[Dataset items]
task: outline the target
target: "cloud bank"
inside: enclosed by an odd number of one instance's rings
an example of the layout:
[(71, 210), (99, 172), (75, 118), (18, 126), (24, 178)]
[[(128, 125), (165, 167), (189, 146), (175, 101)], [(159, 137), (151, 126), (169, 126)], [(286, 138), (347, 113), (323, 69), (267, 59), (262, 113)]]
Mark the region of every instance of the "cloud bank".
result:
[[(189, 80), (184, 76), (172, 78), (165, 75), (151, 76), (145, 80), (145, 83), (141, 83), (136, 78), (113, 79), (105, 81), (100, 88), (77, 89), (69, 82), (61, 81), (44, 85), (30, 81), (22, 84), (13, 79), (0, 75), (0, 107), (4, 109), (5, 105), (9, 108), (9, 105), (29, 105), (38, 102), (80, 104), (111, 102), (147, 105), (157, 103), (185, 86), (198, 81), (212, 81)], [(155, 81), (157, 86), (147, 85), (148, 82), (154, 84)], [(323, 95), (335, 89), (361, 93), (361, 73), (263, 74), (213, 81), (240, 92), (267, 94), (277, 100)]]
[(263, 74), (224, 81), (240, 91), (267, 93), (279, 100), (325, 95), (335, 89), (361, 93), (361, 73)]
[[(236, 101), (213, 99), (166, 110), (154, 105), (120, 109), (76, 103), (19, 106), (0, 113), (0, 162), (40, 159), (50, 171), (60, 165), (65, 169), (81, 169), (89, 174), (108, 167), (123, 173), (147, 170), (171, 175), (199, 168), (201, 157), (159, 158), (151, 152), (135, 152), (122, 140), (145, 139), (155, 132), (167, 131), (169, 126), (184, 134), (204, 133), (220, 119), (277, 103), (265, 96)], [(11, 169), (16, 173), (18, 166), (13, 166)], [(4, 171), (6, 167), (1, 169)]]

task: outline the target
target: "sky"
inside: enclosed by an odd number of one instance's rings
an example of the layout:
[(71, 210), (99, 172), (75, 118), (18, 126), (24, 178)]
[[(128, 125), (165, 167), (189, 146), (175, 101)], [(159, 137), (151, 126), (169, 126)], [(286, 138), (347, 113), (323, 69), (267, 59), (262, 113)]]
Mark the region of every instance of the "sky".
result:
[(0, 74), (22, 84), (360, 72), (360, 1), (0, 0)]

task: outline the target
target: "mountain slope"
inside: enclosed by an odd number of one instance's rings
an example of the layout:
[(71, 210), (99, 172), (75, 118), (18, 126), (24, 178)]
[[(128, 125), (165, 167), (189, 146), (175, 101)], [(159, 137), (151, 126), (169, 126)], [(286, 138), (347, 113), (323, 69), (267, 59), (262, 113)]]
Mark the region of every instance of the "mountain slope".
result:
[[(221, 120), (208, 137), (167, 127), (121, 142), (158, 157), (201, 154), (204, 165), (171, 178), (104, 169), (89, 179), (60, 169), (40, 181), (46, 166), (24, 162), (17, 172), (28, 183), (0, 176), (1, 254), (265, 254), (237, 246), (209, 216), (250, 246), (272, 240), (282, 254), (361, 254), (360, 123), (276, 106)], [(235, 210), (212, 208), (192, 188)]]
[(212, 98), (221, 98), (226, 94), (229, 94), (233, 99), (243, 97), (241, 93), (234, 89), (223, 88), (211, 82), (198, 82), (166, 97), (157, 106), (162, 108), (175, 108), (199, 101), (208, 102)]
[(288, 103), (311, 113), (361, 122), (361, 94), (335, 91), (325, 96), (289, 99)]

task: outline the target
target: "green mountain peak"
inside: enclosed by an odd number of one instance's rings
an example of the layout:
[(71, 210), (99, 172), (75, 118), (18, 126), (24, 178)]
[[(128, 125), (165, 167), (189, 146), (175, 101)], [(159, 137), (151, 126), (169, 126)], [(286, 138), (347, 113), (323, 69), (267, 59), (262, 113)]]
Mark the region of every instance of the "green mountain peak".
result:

_THE EXERCISE_
Update the entries above by changing each occurrence of "an example of the layout" to "a sample of the format", leaving everything else unchanged.

_EXERCISE RESPONSE_
task: outline the target
target: "cloud bank"
inside: enclosed by an odd number of one instance's rings
a sample of the format:
[(71, 210), (99, 172), (75, 118), (18, 126), (24, 178)]
[[(128, 125), (165, 167), (189, 146), (175, 101)], [(159, 137), (151, 126), (169, 126)], [(286, 138), (347, 113), (323, 69), (267, 59), (262, 113)]]
Mark the region of every instance of the "cloud bank".
result:
[[(189, 80), (184, 76), (172, 78), (165, 75), (151, 76), (145, 80), (145, 83), (141, 83), (136, 78), (113, 79), (105, 81), (100, 88), (77, 89), (69, 82), (61, 81), (44, 85), (30, 81), (22, 84), (13, 79), (0, 75), (0, 107), (4, 109), (5, 105), (9, 108), (9, 105), (29, 105), (38, 102), (80, 104), (111, 102), (147, 105), (157, 103), (185, 86), (198, 81), (212, 81)], [(155, 81), (157, 86), (147, 85), (148, 82), (154, 84)], [(323, 95), (335, 89), (361, 93), (361, 73), (263, 74), (213, 81), (240, 92), (267, 94), (277, 100)]]
[(263, 74), (224, 81), (240, 91), (267, 93), (279, 100), (325, 95), (335, 89), (361, 93), (361, 73)]
[[(236, 101), (213, 99), (166, 110), (154, 105), (120, 109), (76, 103), (19, 106), (0, 113), (0, 162), (40, 159), (50, 171), (60, 165), (65, 169), (81, 169), (89, 174), (108, 167), (123, 173), (147, 170), (171, 175), (199, 168), (201, 157), (159, 158), (151, 152), (135, 152), (122, 140), (145, 139), (155, 132), (167, 131), (169, 126), (184, 134), (204, 133), (220, 119), (277, 103), (265, 96)], [(11, 169), (16, 173), (18, 166), (13, 166)], [(4, 171), (6, 167), (1, 169)]]

task: outline the target
target: "sky"
inside: enclosed by an odd number of one instance's rings
a sample of the format:
[(71, 210), (99, 172), (75, 118), (18, 126), (24, 178)]
[[(128, 125), (165, 167), (189, 146), (175, 101)], [(159, 137), (151, 126), (169, 126)], [(286, 138), (347, 113), (323, 69), (267, 59), (262, 113)]]
Mark the region of every instance of the "sky".
result:
[(0, 74), (22, 84), (360, 72), (360, 1), (0, 0)]

task: outline the target
target: "mountain slope"
inside: enclosed by an odd number of one instance's rings
a sample of the format:
[(71, 210), (99, 172), (75, 118), (18, 126), (24, 178)]
[[(128, 125), (165, 167), (189, 146), (175, 101)], [(159, 137), (151, 126), (169, 126)], [(286, 138), (347, 113), (323, 69), (267, 59), (262, 113)]]
Mark the region of every instance of the "mountain slope".
result:
[[(221, 120), (208, 137), (167, 127), (121, 142), (158, 157), (201, 154), (204, 165), (171, 178), (104, 169), (89, 179), (60, 169), (40, 181), (46, 166), (24, 162), (17, 172), (28, 183), (0, 176), (1, 254), (265, 254), (237, 246), (209, 216), (250, 246), (272, 240), (282, 254), (361, 254), (360, 123), (276, 106)], [(235, 210), (212, 208), (192, 188)]]
[(212, 98), (221, 98), (226, 94), (229, 94), (233, 99), (243, 97), (241, 93), (234, 89), (223, 88), (211, 82), (198, 82), (166, 97), (157, 106), (162, 108), (175, 108), (199, 101), (208, 102)]
[(288, 103), (311, 113), (361, 122), (361, 94), (335, 91), (325, 96), (289, 99)]

task: outline the target
target: "green mountain peak"
inside: enclosed by an odd number of one instance's rings
a sample of the format:
[(71, 210), (99, 172), (75, 118), (18, 126), (24, 178)]
[[(128, 125), (165, 167), (189, 146), (175, 101)], [(159, 137), (151, 126), (169, 126)], [(286, 138), (347, 113), (323, 69), (267, 59), (262, 113)]]
Mark the region of every instance of the "green mountain peak".
result:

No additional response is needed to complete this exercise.